▶ **Texto fornecido**:
------------

De Paulo Brabo a 19 de Dezembro de 2006 às 21:58
Menção honrosa!!! Bom fim de ano e começo de outro, amigão.
De Manuel Anastácio a 20 de Dezembro de 2006 às 21:51
Honrado fico eu com a tua presença por aqui. Abraço grande e um ano novo de grande prosperidade monástica! ;)
De Jo Lorib a 20 de Dezembro de 2006 às 03:57
Olá meu velho amigo de pouco tempo, obrigado pela menção. E Boas Festas para você e todos dai. Abraços desde São Paulo
De Manuel Anastácio a 20 de Dezembro de 2006 às 21:53
Boas festas para ti também. Talvez venhas cá um dia destes comer filhós e outras coisas que fazem mal, para os lados de Mação. Abraço grande.
De Paulo Hasse Paixão a 20 de Dezembro de 2006 às 19:40
Os amigos deste blog é que têm que agradecer ao autor pelos excelentes momentos online que nos proporciona. Da Condição Humana foi a minha descoberta do ano. E o que é que vamos descobrir em 2007?

Um abraço.

php
De Manuel Anastácio a 20 de Dezembro de 2006 às 22:07
Não costumo dividir a vida por anos, mas fico realmente lisonjeado com toda as atenções que tenho tido da tua parte. Já estou a ficar zonzo... Abraço grande, com a certeza de que o próximo ano trará descobertas de espaços com vistas mais amplas e claras - algo a lembrar os teus "cenários do Mundo Oposto" - que este meu recanto bucólico.
De José Eduardo Lopes a 20 de Dezembro de 2006 às 20:12
Caro Manuel Anastácio:
Obrigado pela referência. É um privilégio ter este blogue para visitar, pelas palavras que nele escreve e pela sua envergadura artística e cultural. Também tenho pena que o nosso diálogo não seja mais assíduo, pelas razões por si mencionadas, mas lá arranjaremos maneira de manter o contacto. Votos de um Bom Natal e de um 2007 cinco estrelas.
Um abraço
José Lopes

(P.S.: Envie o seu novo mail, ou edite-o no Blogue)
De Manuel Anastácio a 20 de Dezembro de 2006 às 22:15
Desejo-te um novo ano tão prolífico como têm sido estes últimos tempos no teu blogue e um Natal tão terno quanto aquela que se desprende de alguns dos teus contos (mesmo dos mais irónicos e negros). Abraço grande.
De Manuela a 21 de Dezembro de 2006 às 09:00
Forget me not... (or forgert us not)
...
quanto à vaidade permita-me discordar: essa não é a razão principal por que escrevo. de todo. mas isso fica para tentar explicar melhor depois. agora só queria deixar aqui a minha "voz"
abraço
De Manuela a 21 de Dezembro de 2006 às 09:52
Caro MA - Queria só corrigir a impressão, se por acaso ficou com ela, de me querer estar a impor ; - )

Deixei-me levar pelas palavras (e o coração ajudou)
Aproveito também para desejar Boas Festas.

------------

▶ **Conjunto de tarefas**:
(1) Segundo os comentários, que blogue foi a descoberta do ano para Paulo Hasse Paixão?
(2) Indique todas as pessoas que assinam comentários nos comentários.
(3) Diga se cada afirmação está de acordo com os comentários e cite as palavras que o decidem: (a) Jo Lorib manda abraços de São Paulo; (b) Manuela afirma que a vaidade é a principal razão por que escreve; (c) José Eduardo Lopes pede a Manuel Anastácio o seu novo mail.
Os registos que se seguem vêm de outra fonte.

------------

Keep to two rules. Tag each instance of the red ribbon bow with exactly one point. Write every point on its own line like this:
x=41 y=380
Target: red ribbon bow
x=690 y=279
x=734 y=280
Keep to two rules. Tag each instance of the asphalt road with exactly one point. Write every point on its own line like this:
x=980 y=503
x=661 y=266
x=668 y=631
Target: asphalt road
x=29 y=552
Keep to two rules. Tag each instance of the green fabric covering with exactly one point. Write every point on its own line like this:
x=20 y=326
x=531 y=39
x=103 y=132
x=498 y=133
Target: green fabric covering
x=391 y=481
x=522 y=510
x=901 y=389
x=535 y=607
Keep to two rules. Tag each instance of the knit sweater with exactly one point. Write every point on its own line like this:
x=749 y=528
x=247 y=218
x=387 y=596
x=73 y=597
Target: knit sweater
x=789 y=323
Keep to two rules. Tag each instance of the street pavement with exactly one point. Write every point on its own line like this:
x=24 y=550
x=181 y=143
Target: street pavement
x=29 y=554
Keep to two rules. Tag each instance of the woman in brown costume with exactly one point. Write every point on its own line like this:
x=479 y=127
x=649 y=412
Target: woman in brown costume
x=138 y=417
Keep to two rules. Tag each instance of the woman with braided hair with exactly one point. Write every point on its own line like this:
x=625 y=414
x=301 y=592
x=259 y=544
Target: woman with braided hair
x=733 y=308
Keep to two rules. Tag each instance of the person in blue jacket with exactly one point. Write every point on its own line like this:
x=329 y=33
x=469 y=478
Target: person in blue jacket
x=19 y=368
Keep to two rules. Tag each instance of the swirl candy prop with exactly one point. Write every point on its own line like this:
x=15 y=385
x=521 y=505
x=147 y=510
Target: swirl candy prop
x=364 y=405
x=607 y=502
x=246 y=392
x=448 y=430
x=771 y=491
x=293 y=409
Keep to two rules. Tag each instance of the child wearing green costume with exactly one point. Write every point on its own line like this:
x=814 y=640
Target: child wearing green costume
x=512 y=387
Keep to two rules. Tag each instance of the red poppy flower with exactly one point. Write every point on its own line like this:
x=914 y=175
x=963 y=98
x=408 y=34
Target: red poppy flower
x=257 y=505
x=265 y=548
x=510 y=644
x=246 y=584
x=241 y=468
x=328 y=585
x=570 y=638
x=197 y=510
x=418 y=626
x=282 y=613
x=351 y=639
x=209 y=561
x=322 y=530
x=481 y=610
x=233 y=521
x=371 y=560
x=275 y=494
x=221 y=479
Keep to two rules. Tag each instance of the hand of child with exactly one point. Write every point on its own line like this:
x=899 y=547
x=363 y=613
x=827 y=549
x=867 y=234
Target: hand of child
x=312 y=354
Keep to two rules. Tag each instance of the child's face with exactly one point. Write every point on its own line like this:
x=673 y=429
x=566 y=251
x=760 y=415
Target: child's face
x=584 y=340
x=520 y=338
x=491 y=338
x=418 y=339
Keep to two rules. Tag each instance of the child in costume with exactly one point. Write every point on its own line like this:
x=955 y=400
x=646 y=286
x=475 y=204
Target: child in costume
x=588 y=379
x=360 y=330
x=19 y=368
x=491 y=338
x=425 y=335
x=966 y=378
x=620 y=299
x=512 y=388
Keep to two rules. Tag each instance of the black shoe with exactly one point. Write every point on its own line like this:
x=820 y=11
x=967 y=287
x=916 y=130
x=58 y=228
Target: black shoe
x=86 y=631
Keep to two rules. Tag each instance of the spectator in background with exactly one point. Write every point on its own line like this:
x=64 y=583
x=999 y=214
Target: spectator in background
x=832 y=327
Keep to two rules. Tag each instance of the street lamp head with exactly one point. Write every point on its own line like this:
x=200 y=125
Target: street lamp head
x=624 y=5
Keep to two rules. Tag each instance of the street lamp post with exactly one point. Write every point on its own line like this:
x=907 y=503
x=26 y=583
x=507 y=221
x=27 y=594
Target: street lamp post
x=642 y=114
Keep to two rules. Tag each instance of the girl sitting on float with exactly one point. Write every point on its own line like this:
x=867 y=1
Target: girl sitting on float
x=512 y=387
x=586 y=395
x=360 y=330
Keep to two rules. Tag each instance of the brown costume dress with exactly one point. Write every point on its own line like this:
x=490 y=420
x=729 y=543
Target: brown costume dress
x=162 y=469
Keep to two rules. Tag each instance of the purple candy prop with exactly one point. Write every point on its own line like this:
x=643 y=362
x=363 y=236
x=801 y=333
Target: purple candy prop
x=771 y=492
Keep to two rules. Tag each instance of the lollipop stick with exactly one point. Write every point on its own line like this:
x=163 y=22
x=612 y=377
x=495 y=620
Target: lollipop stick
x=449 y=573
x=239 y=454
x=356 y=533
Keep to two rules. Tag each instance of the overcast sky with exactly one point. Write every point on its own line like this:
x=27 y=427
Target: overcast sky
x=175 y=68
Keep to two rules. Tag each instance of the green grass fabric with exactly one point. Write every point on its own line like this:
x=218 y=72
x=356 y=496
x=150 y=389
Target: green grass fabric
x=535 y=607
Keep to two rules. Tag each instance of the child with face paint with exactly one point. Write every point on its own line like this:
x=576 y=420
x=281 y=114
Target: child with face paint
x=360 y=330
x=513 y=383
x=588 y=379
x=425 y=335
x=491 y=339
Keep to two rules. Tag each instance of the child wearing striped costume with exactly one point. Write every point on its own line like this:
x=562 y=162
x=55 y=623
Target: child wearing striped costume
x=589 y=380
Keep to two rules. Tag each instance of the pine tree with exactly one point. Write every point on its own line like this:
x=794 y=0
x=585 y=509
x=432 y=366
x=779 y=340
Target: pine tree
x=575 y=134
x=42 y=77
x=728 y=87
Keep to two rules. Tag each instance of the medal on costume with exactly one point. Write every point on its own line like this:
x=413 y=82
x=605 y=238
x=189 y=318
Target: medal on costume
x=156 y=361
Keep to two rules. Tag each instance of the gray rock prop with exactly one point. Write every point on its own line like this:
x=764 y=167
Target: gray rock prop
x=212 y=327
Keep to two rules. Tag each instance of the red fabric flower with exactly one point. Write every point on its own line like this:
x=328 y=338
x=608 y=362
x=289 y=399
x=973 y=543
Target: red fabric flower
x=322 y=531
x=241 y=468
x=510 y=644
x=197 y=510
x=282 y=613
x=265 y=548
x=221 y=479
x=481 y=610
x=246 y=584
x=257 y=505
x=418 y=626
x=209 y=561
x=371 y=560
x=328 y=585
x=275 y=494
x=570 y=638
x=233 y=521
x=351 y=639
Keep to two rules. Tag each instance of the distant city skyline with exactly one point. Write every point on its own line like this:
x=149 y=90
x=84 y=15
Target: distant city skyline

------------

▶ **Respostas por tarefa**:
(1) Da Condição Humana.

(2) Paulo Brabo, Manuel Anastácio, Jo Lorib, Paulo Hasse Paixão, José Eduardo Lopes, Manuela

(3)
(a) Sim: "Abraços desde São Paulo"
(b) Não: "essa não é a razão principal por que escrevo"
(c) Sim: "Envie o seu novo mail, ou edite-o no Blogue"